BEGIN Input material

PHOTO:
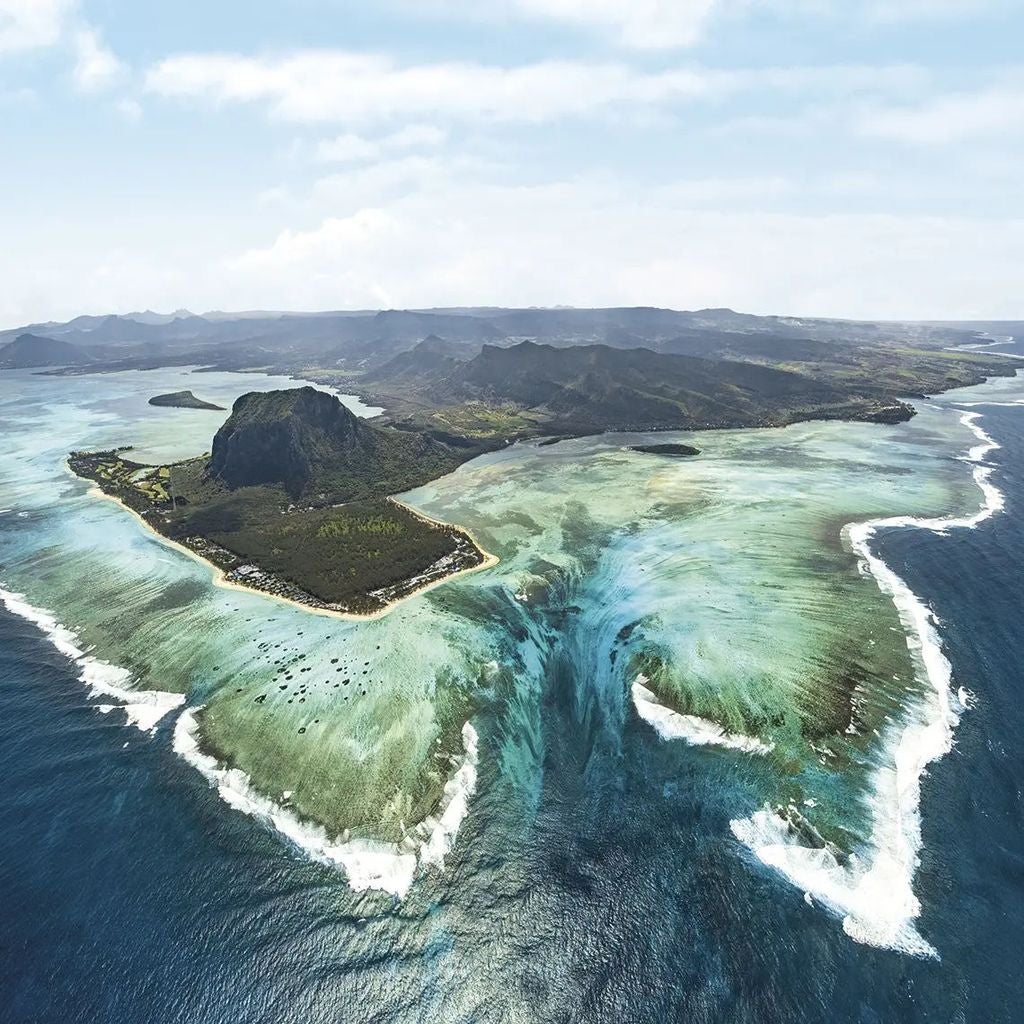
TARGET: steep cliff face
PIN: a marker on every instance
(309, 443)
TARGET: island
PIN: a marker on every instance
(182, 399)
(296, 500)
(670, 451)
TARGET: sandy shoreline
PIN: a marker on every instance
(220, 577)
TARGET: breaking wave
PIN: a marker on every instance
(873, 890)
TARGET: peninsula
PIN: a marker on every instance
(295, 501)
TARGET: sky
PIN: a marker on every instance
(835, 158)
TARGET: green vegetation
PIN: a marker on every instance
(280, 528)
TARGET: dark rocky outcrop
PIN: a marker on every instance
(308, 442)
(182, 399)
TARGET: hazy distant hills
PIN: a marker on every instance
(359, 341)
(591, 388)
(489, 374)
(30, 350)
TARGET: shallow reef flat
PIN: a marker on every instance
(724, 580)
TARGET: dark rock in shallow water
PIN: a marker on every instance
(182, 399)
(673, 451)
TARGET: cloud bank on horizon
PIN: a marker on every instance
(775, 156)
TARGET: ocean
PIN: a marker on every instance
(597, 875)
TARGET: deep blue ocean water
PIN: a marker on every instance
(129, 893)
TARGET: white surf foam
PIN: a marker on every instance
(143, 709)
(695, 731)
(873, 892)
(390, 867)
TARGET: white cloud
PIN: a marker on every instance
(995, 112)
(95, 68)
(592, 245)
(353, 88)
(641, 24)
(350, 148)
(663, 25)
(27, 25)
(456, 240)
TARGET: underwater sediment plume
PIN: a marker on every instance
(729, 604)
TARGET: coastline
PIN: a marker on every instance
(875, 895)
(219, 577)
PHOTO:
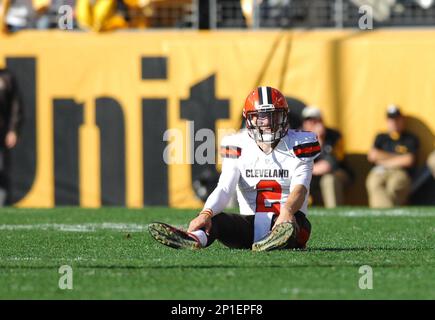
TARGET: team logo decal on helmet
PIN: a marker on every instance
(266, 112)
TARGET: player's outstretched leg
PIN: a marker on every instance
(173, 237)
(278, 238)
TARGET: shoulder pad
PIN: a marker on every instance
(231, 146)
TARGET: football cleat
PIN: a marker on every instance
(173, 237)
(276, 239)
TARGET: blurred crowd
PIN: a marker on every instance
(393, 176)
(393, 155)
(96, 15)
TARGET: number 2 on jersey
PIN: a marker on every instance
(268, 196)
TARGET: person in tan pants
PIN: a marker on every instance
(330, 175)
(393, 154)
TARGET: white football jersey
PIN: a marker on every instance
(263, 181)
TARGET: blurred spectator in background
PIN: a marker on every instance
(394, 155)
(16, 15)
(431, 163)
(10, 118)
(330, 175)
(101, 15)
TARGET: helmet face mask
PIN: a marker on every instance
(267, 126)
(266, 113)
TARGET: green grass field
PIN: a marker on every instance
(113, 257)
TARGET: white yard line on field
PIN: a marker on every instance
(134, 227)
(85, 227)
(402, 212)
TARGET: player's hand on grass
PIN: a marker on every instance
(286, 216)
(203, 221)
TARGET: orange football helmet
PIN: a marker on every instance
(266, 113)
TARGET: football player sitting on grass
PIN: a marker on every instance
(271, 168)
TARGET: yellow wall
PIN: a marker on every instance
(350, 75)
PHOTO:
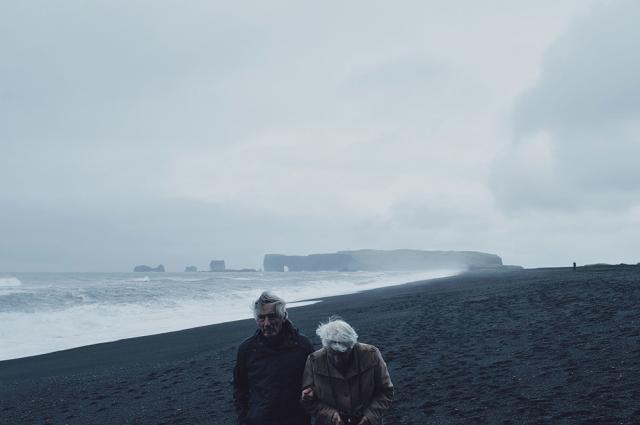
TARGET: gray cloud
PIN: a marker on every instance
(177, 132)
(577, 129)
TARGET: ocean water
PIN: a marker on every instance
(45, 312)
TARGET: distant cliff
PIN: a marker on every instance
(217, 266)
(145, 269)
(369, 259)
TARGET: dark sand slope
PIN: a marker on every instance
(534, 346)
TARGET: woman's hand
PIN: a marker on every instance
(307, 393)
(336, 420)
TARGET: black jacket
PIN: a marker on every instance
(267, 379)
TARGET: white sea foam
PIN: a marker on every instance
(140, 279)
(8, 282)
(87, 309)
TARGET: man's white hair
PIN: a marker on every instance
(337, 334)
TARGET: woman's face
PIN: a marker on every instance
(339, 359)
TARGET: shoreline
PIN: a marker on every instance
(532, 345)
(48, 325)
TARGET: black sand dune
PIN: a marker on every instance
(534, 346)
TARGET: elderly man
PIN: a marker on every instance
(345, 382)
(269, 367)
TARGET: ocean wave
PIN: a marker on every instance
(8, 282)
(140, 279)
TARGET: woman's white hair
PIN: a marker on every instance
(337, 334)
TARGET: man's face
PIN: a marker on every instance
(269, 322)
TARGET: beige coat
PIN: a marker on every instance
(366, 386)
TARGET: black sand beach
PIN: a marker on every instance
(533, 346)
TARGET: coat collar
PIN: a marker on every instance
(360, 363)
(288, 337)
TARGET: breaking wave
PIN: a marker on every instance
(9, 282)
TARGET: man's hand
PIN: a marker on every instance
(307, 393)
(364, 421)
(335, 419)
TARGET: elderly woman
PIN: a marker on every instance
(345, 382)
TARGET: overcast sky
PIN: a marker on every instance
(147, 132)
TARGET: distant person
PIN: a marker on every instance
(345, 382)
(269, 367)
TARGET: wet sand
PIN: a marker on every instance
(516, 347)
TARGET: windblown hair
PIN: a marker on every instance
(337, 334)
(268, 298)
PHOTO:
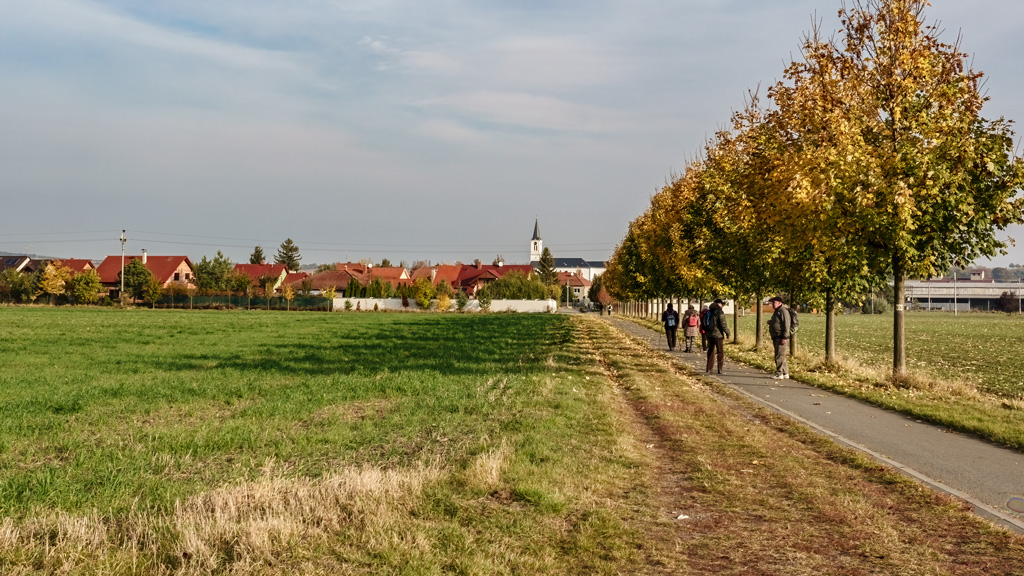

END Input material

▸ Your objective
Number of lines above holding "hand"? Give that number alone.

▸ Response to the exercise
3